Problem details
Put every line of the entries below into a numbered list, leaving out any blank lines.

+-------+

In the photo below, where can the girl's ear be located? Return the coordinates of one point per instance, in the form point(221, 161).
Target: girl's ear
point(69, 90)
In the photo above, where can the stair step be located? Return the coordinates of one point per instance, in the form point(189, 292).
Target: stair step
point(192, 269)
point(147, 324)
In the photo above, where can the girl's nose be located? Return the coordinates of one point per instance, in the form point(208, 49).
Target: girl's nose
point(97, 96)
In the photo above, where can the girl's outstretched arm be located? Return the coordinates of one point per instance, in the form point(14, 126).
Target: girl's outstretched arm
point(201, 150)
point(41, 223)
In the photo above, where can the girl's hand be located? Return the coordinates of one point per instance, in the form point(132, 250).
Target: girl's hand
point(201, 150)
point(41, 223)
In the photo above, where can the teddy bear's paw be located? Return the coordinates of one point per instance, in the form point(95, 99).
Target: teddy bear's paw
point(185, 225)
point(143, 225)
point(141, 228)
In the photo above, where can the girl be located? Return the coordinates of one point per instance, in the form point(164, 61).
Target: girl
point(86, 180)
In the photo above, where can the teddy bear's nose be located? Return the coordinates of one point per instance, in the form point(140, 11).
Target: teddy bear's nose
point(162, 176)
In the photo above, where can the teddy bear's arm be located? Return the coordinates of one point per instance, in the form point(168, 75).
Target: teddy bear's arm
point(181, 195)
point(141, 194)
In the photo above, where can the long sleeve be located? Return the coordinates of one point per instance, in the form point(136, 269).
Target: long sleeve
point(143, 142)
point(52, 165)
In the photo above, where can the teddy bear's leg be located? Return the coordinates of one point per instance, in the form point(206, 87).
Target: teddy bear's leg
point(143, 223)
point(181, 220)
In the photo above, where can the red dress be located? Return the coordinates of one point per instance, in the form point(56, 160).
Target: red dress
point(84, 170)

+-------+

Exercise output
1. In the photo below, where can the girl's ear be located? Return the coordinates of one point per instance, in the form point(221, 161).
2. Target: girl's ear
3. point(69, 90)
4. In the photo above, where can the stair step be located? Return the coordinates of one point per instance, in the form point(189, 292).
5. Target: stair step
6. point(192, 269)
7. point(147, 324)
8. In the photo above, where can the girl's nose be located? Return the coordinates of one point per instance, in the form point(208, 49).
9. Target: girl's nose
10. point(97, 96)
11. In the photo above, where can the girl's outstretched arm be located? Return the coordinates of one point per instance, in the form point(14, 126).
12. Target: girl's outstretched arm
13. point(201, 150)
14. point(41, 223)
15. In the photo above, where can the girl's hand be located? Return the coordinates of one point per instance, in the form point(132, 250).
16. Target: girl's hand
17. point(201, 150)
18. point(41, 223)
19. In the photo above, where can the teddy bear's paw be located? Return the coordinates of one point per instance, in the form point(95, 99).
20. Target: teddy bear's paw
21. point(185, 225)
22. point(143, 225)
23. point(141, 228)
24. In the photo above, where can the girl be located? Return the coordinates of one point per instance, in the form point(164, 61).
25. Target: girl
26. point(86, 180)
27. In the photo above, where can the teddy bear's nose be located? Return the coordinates of one point per instance, in the form point(140, 11).
28. Target: teddy bear's nose
29. point(162, 176)
30. In the photo above, where can the teddy bear's arm be located? Return the coordinates of one point per instance, in the form point(168, 75).
31. Target: teddy bear's arm
32. point(181, 195)
33. point(141, 194)
34. In the photo above, where can the long sleeve be located? Return the coordinates of one point per instance, in the form point(136, 269).
35. Target: long sleeve
36. point(143, 142)
37. point(52, 165)
38. In the photo above, where can the teddy bear's leg be located? Return the coordinates of one point per instance, in the form point(206, 87).
39. Target: teddy bear's leg
40. point(143, 223)
41. point(181, 220)
42. In the photo above, where can the red dress be located? Return the coordinates of one point per instance, in the form point(56, 160).
43. Target: red dress
44. point(84, 170)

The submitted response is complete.